Приведённый отрывок:
***

Вообще встреча изобиловала замечательными высказываниями нашего наркома. Шлейхер пожаловался на антимилитаристскую агитацию немецких коммунистов, на что тот ответил, что подобные вещи не должны влиять на взаимоотношения держав, поскольку правительства в своей внутренней политике свободны, и он «считал бы вполне естественным, если бы к коммунистам в Германии относились так же, как в России относятся к врагам народа». Слышали бы его коминтерновцы!
Однако надежды на укрепление отношений рухнули с назначением 30 января 1933 года на пост рейхсканцлера Адольфа Гитлера. Правда, поначалу советские руководители восприняли это назначение даже с облегчением, как отсрочку. Они считали, что Гитлер имеет гораздо меньше шансов и стремления договориться с Антантой о совместном походе против СССР, чем Папен, — как оно, в конце концов, и получилось. И недаром во время Великой Отечественной войны Сталин отменил подготовленное было покушение на Гитлера, но санкционировал покушение на давно уже никому не нужного Папена, который в то время был послом в Турции.
…В первые же два месяца пребывания у власти нацисты расправились со своими политическими противниками — СДПГ и КПГ. После знаменитого поджога рейхстага, состоявшегося 27 февраля 1933 года, начались репрессии против коммунистов. 5 марта, правда, состоялись выборы в рейхстаг, на которых НСДАП получила 17, 2 млн. голосов (288 мандатов), СДПГ — 7, 1 млн. (120 мандатов) и КПГ — 4, 9 млн. (82 мандата). Однако уже 15 марта мандаты коммунистов были объявлены недействительными, а 24 марта был принят закон о наделении Гитлера чрезвычайными полномочиями. Германия де-факто снова становилась монархией.

***

[Записи из набора данных с указанием точек]
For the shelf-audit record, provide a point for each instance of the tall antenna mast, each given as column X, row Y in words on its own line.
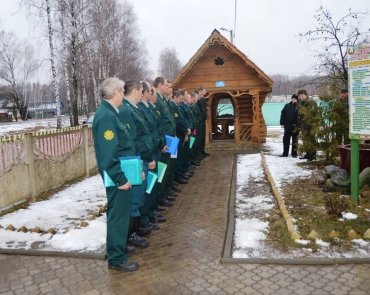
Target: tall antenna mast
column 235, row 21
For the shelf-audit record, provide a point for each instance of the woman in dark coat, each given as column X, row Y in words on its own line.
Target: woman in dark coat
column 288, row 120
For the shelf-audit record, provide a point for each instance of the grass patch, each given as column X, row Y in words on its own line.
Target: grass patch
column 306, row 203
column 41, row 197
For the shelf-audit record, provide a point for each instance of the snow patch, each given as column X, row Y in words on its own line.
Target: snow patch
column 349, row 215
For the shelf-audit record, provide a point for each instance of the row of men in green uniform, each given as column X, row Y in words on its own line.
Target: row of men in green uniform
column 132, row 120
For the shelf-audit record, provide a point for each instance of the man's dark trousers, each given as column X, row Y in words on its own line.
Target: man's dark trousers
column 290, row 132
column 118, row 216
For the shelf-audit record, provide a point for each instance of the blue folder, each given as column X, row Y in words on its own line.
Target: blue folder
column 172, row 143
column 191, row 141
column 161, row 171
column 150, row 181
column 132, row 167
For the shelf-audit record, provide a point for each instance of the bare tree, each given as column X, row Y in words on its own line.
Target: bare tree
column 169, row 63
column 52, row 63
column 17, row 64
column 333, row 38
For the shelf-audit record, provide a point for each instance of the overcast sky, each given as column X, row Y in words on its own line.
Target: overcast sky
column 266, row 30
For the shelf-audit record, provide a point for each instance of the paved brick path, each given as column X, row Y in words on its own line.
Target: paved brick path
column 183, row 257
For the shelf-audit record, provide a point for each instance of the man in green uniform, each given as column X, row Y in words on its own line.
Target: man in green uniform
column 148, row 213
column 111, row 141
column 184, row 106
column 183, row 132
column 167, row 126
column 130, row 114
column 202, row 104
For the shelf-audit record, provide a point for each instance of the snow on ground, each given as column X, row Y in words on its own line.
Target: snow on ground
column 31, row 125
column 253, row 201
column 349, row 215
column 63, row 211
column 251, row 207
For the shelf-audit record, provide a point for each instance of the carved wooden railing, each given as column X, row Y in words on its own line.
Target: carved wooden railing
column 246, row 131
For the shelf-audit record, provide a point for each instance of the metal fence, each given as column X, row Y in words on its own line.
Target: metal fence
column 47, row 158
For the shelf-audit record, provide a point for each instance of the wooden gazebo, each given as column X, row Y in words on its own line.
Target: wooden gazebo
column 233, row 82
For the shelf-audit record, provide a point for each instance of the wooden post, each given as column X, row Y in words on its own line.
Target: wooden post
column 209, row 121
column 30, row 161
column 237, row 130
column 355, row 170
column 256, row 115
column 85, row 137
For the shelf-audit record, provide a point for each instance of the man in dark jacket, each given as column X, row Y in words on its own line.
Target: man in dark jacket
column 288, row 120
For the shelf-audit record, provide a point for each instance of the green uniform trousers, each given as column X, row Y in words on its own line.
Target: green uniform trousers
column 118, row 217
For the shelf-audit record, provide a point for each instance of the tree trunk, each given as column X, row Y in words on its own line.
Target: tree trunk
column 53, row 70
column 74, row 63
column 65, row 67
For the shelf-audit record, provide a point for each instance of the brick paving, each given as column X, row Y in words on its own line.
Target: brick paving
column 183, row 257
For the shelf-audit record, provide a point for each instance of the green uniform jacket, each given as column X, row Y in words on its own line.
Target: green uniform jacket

***

Требуемая работа:
Продолжите отрывок о советско-германских отношениях начала 1930-х годов, начав сразу после его последнего предложения.

Ответ на задание:
Впрочем, преследуя коммунистов внутри страны, Гитлер пока что старательно демонстрировал дружеские чувства по отношению к «метрополии коммунизма» — СССР. Ещё 23 марта в рейхстаге, комментируя итоги выборов, он держал речь ну прямо по Крестинскому: «Борьба против коммунизма внутри Германии — наше внутреннее дело, в которое мы не потерпим вмешательства извне. Но государственные отношения с другими странами, с которыми нас связывают совместные интересы, этой борьбой затронуты не будут». Однако усилившиеся нападения полиции и штурмовиков на советских граждан и советские учреждения показали, что слово — не есть дело. А когда 1 апреля 1933 года заведующим внешнеполитическим отделом НСДАП был назначен прибалтийский немец и яростный русофоб Альфред Розенберг, и сразу же резко усилилась антисоветская риторика — отношения еще охладились. Потом еще и еще, они становились все холоднее буквально день ото дня. Естественно, изменение политики повлекло за собой и пересмотр военных отношений. СССР было как-то совсем ни к чему помогать развитию армии столь враждебно настроенного государства.
…Но для военных политики словно бы и не существовало. Три недели, с 8 по 25 мая, провела в СССР с визитом делегация рейхсвера во главе с генерал-лейтенантом Боккельбергом. Немцы встречались с Ворошиловым, Егоровым и Тухачевским. 13 мая, во время обеда в немецком посольстве, Ворошилов говорил о своем дружественном отношении к Германии. Делегации показали военные заводы. Боккельберг в своем отчете написал: совместная работа с Красной Армией, учитывая грандиозность советских планов, крайне желательна. Они даже договорились о возобновлении работ на полигоне «Томка».
28 мая Боккельберг и его делегация выехали в Берлин. Вернувшись туда, они узнали, что советские военные все же следят за политикой. Красная Армия потребовала, чтобы рейхсвер ликвидировал свои предприятия в России. Крестинский долго объяснял послу Германии Герберту фон Дирксену, что это решение вызвано общей международной обстановкой, а не враждебностью между странами. Едва ли кто-либо в обеих столицах этому поверил.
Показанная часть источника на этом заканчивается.